Stored records:
##########

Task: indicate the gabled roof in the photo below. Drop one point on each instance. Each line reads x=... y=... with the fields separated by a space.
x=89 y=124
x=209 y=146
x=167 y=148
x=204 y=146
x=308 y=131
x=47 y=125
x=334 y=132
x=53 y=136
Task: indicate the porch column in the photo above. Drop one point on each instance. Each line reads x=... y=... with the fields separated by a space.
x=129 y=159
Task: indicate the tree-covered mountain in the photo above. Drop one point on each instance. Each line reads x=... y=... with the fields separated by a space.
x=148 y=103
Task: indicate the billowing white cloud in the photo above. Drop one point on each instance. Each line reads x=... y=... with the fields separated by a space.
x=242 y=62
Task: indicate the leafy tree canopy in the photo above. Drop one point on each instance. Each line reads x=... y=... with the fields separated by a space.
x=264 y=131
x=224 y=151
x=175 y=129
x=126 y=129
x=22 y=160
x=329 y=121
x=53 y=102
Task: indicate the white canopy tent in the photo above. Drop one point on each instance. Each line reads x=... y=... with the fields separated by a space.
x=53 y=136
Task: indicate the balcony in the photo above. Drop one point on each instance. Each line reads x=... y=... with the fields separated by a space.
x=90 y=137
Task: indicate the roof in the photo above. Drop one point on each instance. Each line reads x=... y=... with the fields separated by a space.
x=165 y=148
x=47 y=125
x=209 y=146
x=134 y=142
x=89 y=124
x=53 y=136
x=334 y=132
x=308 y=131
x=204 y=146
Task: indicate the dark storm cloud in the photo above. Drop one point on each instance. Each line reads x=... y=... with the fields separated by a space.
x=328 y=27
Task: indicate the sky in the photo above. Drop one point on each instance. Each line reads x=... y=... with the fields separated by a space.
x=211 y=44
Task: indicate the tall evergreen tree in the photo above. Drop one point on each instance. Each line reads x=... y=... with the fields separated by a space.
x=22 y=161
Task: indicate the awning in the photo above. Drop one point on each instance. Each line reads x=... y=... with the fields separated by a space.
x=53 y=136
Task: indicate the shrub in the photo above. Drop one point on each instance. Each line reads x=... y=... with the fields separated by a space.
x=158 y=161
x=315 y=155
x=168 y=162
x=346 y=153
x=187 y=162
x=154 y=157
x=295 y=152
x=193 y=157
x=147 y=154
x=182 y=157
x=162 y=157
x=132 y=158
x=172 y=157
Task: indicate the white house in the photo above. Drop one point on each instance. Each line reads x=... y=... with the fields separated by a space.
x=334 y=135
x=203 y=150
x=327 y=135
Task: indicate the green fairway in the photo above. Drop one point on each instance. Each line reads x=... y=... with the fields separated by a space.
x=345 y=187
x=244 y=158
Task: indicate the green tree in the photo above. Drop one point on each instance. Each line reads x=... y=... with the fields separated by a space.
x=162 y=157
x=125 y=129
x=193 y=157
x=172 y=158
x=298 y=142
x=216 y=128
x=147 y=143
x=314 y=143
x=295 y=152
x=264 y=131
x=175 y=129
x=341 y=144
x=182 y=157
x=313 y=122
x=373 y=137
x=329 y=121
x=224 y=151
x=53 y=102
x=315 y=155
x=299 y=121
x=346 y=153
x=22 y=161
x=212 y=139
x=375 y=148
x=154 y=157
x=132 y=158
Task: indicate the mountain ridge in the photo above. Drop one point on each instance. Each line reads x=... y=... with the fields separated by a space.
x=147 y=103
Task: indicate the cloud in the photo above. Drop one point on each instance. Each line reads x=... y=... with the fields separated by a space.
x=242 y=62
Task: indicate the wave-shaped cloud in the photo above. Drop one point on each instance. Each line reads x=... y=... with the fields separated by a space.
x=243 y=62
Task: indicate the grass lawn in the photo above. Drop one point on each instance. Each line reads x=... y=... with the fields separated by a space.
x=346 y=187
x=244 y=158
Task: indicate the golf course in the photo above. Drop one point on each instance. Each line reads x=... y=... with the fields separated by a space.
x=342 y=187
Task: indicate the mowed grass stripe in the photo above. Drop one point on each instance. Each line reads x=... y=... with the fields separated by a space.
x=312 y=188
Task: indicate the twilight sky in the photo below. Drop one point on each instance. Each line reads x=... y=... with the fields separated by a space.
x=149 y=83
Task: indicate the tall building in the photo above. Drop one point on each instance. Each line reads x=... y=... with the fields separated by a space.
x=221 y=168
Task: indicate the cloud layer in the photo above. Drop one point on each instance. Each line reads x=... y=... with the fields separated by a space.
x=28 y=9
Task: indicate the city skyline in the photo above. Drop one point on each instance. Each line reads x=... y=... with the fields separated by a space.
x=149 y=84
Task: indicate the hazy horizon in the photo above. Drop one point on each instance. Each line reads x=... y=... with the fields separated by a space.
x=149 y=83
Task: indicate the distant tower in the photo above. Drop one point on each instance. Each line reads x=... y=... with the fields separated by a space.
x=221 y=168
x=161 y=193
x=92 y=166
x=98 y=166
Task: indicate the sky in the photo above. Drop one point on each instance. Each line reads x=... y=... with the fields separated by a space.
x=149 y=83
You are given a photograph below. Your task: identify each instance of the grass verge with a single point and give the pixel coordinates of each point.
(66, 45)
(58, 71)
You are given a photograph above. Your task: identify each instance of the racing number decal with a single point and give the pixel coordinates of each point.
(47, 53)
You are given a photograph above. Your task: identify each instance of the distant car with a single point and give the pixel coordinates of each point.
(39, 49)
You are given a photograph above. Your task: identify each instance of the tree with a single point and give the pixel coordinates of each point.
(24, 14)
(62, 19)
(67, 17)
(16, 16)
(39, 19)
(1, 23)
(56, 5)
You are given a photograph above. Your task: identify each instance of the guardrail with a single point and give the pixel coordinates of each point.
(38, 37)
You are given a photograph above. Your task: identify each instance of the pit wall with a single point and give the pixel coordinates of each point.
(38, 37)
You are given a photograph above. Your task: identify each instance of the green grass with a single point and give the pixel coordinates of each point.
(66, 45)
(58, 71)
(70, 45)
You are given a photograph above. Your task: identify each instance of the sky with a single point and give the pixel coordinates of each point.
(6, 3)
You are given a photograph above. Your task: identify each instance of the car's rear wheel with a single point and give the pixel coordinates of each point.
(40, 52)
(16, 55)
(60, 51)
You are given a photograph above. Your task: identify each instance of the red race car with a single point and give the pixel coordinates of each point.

##########

▸ Work instruction
Set down, word for word, every line from the line that holds "the sky with" to the end of the entries above, including both ends.

▸ Task solution
You are given a photograph above. Your task: identify each instance of the sky with a single point and give the pixel coordinates of each point.
(6, 3)
You are given a photograph above. Your task: identify each instance of the car's rear wheel with a single point and give the pixel coordinates of each point.
(40, 52)
(16, 55)
(60, 51)
You are given a photograph above. Your task: identify each instance of the red race car with a single point and give the pixel coordinates of each point.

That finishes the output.